── Excerpted data

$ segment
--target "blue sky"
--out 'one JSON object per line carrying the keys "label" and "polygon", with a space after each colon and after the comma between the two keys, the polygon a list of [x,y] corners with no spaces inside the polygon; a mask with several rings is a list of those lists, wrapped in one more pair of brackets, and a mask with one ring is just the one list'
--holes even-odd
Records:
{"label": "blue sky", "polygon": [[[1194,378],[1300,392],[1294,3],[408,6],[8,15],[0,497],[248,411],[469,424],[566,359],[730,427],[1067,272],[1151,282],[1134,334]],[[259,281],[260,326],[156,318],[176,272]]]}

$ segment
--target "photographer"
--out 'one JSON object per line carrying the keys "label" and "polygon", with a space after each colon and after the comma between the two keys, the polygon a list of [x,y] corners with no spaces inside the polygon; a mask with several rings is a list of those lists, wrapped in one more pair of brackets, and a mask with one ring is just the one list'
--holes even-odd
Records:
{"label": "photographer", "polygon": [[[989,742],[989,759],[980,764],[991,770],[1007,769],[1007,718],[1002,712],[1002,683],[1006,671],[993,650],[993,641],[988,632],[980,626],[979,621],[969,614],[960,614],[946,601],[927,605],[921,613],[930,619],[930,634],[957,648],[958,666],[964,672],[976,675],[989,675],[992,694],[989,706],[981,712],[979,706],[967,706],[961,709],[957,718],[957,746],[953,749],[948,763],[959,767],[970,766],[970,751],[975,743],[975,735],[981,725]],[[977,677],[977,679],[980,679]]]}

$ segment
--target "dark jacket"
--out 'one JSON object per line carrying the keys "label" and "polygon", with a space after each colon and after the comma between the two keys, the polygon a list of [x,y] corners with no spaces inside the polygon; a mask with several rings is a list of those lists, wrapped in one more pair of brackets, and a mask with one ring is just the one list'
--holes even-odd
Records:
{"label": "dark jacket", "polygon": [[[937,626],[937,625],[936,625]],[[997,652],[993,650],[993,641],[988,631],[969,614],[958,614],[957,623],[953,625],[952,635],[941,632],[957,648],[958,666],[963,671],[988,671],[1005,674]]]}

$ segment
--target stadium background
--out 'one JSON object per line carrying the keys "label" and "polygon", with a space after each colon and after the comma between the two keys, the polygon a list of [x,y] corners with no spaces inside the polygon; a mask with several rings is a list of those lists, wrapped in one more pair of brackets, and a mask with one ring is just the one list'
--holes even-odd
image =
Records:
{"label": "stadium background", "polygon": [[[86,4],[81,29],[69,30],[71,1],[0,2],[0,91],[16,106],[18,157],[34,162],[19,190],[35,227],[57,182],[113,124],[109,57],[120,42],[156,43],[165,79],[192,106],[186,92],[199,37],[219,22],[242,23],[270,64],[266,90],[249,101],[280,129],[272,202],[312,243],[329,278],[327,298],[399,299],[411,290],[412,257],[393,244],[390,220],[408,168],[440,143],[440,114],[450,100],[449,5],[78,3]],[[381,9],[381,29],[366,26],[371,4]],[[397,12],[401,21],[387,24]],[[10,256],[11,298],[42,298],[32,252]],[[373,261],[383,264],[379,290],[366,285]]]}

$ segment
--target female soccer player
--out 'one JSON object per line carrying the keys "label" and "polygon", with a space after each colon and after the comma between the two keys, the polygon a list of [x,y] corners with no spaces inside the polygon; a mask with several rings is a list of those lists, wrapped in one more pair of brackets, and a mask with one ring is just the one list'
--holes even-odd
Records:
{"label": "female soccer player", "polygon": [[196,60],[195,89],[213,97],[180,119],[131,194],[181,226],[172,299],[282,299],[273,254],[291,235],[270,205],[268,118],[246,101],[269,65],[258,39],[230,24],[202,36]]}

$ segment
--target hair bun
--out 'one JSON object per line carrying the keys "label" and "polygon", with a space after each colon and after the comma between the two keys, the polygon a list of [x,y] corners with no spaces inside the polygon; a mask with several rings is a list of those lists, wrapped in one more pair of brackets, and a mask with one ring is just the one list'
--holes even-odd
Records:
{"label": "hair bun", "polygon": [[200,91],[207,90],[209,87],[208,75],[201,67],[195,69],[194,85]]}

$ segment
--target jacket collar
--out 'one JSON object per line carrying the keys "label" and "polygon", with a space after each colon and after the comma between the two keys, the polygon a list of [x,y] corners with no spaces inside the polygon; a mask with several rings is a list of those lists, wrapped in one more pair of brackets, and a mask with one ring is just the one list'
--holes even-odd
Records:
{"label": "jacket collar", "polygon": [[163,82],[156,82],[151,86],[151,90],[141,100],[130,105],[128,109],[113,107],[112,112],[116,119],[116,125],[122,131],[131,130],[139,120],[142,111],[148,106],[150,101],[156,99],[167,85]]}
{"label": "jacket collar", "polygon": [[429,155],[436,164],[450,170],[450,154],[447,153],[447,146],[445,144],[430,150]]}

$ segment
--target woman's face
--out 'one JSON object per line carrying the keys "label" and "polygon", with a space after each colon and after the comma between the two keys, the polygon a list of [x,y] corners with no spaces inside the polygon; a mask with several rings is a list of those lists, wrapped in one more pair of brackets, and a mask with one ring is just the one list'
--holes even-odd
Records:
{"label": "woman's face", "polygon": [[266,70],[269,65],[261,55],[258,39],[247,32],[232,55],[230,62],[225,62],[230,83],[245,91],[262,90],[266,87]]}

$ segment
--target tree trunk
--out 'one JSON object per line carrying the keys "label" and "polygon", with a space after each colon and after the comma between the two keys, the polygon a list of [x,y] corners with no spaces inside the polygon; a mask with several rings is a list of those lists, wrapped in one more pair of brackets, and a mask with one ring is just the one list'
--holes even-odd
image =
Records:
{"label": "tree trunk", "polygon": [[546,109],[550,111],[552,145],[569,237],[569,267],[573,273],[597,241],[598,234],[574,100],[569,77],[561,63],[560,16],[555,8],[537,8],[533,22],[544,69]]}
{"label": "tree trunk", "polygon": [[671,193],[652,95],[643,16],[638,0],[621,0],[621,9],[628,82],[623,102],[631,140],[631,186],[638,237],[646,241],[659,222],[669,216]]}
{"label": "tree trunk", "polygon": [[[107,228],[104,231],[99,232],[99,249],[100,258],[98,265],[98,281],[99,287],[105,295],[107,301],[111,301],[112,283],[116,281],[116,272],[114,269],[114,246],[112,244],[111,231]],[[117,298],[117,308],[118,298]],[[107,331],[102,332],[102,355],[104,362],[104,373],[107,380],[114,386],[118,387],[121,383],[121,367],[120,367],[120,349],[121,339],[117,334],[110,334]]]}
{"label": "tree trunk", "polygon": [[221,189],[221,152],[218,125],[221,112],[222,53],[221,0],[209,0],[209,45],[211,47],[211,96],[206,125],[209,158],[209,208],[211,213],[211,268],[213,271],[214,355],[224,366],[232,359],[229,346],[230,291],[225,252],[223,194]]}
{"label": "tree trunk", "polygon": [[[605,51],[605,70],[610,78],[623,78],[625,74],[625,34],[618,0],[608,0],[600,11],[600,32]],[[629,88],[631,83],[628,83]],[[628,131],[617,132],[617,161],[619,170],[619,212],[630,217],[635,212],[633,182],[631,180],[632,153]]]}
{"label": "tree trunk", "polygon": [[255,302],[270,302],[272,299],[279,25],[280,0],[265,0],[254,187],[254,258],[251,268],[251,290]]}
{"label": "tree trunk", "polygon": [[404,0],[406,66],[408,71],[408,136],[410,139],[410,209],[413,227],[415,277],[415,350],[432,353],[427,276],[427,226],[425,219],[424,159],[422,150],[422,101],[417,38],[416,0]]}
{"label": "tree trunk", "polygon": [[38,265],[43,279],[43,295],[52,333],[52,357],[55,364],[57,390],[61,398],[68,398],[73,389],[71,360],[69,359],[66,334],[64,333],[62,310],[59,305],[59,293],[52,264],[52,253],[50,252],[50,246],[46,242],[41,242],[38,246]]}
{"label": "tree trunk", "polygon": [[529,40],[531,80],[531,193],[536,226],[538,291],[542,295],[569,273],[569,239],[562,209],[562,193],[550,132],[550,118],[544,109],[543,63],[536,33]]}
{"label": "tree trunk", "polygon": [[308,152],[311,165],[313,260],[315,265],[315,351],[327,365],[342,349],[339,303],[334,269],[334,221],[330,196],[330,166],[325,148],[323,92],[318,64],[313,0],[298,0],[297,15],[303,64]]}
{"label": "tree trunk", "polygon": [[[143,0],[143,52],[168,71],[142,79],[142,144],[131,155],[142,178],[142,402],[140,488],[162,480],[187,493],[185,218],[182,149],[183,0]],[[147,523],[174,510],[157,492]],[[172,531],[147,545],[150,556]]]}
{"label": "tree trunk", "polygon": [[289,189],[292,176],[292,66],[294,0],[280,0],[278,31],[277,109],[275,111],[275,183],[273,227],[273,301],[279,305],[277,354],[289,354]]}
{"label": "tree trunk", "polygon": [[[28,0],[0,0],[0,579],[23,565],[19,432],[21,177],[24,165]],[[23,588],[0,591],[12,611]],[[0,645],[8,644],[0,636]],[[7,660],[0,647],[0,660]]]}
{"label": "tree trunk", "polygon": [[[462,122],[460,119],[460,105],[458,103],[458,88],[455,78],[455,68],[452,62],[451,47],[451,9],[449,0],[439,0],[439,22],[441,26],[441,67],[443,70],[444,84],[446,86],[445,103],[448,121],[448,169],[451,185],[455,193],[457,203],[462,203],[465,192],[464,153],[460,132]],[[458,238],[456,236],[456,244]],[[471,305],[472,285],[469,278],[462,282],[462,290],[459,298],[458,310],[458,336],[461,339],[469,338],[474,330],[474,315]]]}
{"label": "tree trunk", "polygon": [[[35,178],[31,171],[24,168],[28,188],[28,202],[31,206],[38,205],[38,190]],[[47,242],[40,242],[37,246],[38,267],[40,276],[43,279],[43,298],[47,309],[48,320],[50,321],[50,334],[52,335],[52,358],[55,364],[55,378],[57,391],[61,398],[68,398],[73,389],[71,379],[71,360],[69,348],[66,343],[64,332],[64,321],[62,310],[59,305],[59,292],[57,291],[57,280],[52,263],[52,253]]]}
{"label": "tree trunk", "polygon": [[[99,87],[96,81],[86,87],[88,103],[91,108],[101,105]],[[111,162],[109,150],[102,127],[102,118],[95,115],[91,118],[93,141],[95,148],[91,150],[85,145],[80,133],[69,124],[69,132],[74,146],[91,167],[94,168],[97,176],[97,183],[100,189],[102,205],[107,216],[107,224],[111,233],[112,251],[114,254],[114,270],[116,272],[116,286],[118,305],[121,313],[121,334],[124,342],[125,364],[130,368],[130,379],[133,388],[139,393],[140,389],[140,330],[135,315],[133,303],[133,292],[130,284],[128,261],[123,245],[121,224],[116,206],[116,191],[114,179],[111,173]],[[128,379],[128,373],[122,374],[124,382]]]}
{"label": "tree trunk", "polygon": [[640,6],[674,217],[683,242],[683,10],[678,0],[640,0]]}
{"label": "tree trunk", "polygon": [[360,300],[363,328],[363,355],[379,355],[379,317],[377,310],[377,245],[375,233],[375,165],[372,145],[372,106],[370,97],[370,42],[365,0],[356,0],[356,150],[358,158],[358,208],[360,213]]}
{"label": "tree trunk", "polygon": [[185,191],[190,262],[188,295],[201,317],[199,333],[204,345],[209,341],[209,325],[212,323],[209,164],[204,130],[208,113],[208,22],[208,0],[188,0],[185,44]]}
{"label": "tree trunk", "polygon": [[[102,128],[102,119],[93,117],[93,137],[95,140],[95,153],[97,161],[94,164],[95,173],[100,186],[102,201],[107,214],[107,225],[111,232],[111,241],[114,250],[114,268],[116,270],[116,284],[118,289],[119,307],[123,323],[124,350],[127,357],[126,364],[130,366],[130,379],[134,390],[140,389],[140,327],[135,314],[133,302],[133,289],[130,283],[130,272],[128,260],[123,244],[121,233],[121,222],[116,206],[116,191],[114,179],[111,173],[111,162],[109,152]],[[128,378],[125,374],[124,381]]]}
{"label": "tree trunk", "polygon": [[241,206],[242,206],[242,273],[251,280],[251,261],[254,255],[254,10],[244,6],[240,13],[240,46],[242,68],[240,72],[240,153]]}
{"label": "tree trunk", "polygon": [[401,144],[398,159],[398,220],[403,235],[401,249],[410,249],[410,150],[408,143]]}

────

# Task instructions
Wherever a line in the entries holds "target", copy that line.

# Exercise solution
--target "blue sky"
--target "photographer"
--target "dark jacket"
--target stadium background
--target female soccer player
--target hair bun
--target jacket collar
--target woman's face
--target tree trunk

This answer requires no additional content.